- Records:
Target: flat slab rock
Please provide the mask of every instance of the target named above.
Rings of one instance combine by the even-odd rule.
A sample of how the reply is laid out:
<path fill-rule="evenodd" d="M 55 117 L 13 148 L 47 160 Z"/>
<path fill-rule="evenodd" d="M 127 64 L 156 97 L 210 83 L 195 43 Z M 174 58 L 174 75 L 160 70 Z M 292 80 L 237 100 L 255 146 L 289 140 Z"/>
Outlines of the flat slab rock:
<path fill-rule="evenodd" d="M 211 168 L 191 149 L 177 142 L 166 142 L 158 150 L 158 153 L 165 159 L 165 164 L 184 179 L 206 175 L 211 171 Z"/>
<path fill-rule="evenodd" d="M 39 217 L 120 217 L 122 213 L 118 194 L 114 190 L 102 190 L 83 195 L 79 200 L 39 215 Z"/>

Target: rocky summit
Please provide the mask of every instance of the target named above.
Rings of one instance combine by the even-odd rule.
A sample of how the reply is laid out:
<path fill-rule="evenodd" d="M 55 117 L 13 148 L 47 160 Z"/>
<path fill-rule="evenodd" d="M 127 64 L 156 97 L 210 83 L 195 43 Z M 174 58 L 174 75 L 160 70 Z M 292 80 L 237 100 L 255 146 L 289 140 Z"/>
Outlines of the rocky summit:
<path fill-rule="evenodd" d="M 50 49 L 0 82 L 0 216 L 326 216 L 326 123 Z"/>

- Your instructions: Render the rows above as a JSON list of strings, one string per line with blank lines omitted, starting with the line containing "Target: rocky summit" and continuing through the end of the rows.

- Output:
[
  "Target: rocky summit",
  "Please provide the mask of every instance of the target named above.",
  "Rings of one instance combine by the even-odd rule.",
  "A sample of how the reply is laid out:",
  "<path fill-rule=\"evenodd\" d=\"M 55 117 L 13 148 L 47 160 Z\"/>",
  "<path fill-rule=\"evenodd\" d=\"M 127 64 L 156 97 L 210 83 L 195 43 Z M 174 58 L 174 75 L 160 70 Z M 292 80 L 237 100 L 255 146 L 289 140 Z\"/>",
  "Outlines of the rocky summit:",
  "<path fill-rule=\"evenodd\" d=\"M 50 49 L 0 82 L 0 216 L 326 216 L 326 123 Z\"/>"
]